**Was zu tun ist:** Können Sie den Abschnitt des untersuchten Textes, der mit den Worten „Als eine „Schule, in“ beginnt und mit „blieben in Erinnerung.“ endet, noch einmal wiedergeben und dabei „Erfurt“ gegen „Weimar“ austauschen?

**Untersuchter Text:**
━━━━━━━━━━━━━━━━━━━━━━━━━━━━━━

Und davon berichtete Christian Peter im Anschluss: So hob er beispielsweise das Engagement vieler Schüler nach Ausbruch des Krieges in der Ukraine hervor, das sich in der Unterstützung von Geflüchteten, der Organisation von Hilfsgütern und der Aufnahme von Kindern geflüchteter Familie am Goethe-Gymnasium zeige. Mit Blick auf seine eigene Gymnasialzeit rief er den Super-GAU im Kernkraftwerk Tschernobyl, später die Bedrohung durch Atomwaffen, Mauerfall, den Zerfall der Sowjetunion und in den Neunzigern dann Kriege in Europa ins Gedächtnis. „Ich hatte in der Oberstufe den Eindruck, die Welt spinnt. Trotzdem bin ich optimistisch geblieben und habe nach vorne geblickt.“
"Es gehört viel Mut dazu, in dieser Welt nicht missmutig zu werden"
Mit einem Spruch von Pfarrer Markus Keller aus dem vorausgegangenen Gottesdienst – „Überlegen Sie, was sie mit Ihren Kompetenzen tun, um damit andere glücklich zu machen“ – und einem Goethe-Zitat „Es gehört viel Mut dazu, in dieser Welt nicht missmutig zu werden“ – schloss der Schulleiter seine Rede und überließ das Mikrofon den Elternvertreterinnen Maren Mikolon und Ursula Stroth, die keinen Zweifel daran ließen, „dass wir sehr stolz sind. Wir finden Euch einfach grandios“. Das Kompliment galt – ganz klar – den Abiturientinnen und Abiturienten.
Auch die beiden Mütter sprachen der Jugend Mut zu, sich von Irrwegen, vom Scheitern und von Verlusten nicht bange machen zu lassen. Das alles gehöre zum Leben wie das Risiko, dass etwas nicht so klappt, wie es gewollt war: „Lernt daraus. Es braucht Entscheidungen und Initiativen und es braucht Verantwortung, das Leben in die Hand zu nehmen – und ein Quäntchen Glück und Fügung.“
Dass die Einschränkungen während der Pandemie durchaus Positives bewirkt hätten, machten sie an Beispielen wie Kreativität, Selbstorganisation, Solidarität und Kontaktpflege ohne Präsenz deutlich. Die Lehrer seien ebenfalls gefordert gewesen, neue Techniken zu lernen und zu lehren und mutige Wege zu gehen. Mikolon und Stroth sagten Schulleitung und Kollegium Danke für die gute Kommunikation und die Zusammenarbeit auf Augenhöhe, für das Fördern individueller Fähigkeiten ihrer Kinder und die Stärkung des Gemeinschaftssinns.
"Spannende Reise am Goethe-Gymnasium mit einigen Mysterien"
Als eine „Schule, in der Toleranz und ein demokratisches Grundverständnis gelehrt wird“, bezeichnete Tutorin Janika Sonntag „das Goethe“. Vor allem Zwischenmenschliches wie die Stolperstein-Verlegung, Kursfahrten, Theateraufführungen, die grandiose Schülerband, aber auch gemeinsames Plätzchenbacken, Bratwurstessen in Erfurt, Gipfel-Bier auf der Zugspitze und Erste-Hilfe-Einsätze während eines Berlin-Besuchs blieben in Erinnerung.

━━━━━━━━━━━━━━━━━━━━━━━━━━━━━━

**Ausgelesene Datensätze:**
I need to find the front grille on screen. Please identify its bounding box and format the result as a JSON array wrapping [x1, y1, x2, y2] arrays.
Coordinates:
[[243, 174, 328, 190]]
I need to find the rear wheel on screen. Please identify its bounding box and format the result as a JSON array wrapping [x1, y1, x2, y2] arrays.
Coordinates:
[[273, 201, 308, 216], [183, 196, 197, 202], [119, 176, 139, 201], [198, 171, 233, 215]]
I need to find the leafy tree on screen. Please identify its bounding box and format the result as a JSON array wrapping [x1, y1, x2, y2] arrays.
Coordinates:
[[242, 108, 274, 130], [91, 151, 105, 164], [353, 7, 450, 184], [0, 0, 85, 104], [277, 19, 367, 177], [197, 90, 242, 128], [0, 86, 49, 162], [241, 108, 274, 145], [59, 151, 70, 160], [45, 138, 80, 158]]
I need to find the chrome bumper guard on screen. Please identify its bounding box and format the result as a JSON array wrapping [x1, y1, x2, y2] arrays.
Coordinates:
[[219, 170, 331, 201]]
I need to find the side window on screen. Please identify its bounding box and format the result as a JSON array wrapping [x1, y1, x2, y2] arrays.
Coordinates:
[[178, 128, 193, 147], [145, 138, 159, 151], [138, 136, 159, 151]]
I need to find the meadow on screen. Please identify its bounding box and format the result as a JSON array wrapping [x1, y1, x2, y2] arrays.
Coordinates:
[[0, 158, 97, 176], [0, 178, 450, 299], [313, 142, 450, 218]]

━━━━━━━━━━━━━━━━━━━━━━━━━━━━━━

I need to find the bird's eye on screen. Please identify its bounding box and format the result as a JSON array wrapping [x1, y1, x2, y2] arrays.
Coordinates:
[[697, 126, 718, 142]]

━━━━━━━━━━━━━━━━━━━━━━━━━━━━━━

**Platz zum Antworten:**
Als eine „Schule, in der Toleranz und ein demokratisches Grundverständnis gelehrt wird“, bezeichnete Tutorin Janika Sonntag „das Goethe“. Vor allem Zwischenmenschliches wie die Stolperstein-Verlegung, Kursfahrten, Theateraufführungen, die grandiose Schülerband, aber auch gemeinsames Plätzchenbacken, Bratwurstessen in Weimar, Gipfel-Bier auf der Zugspitze und Erste-Hilfe-Einsätze während eines Berlin-Besuchs blieben in Erinnerung.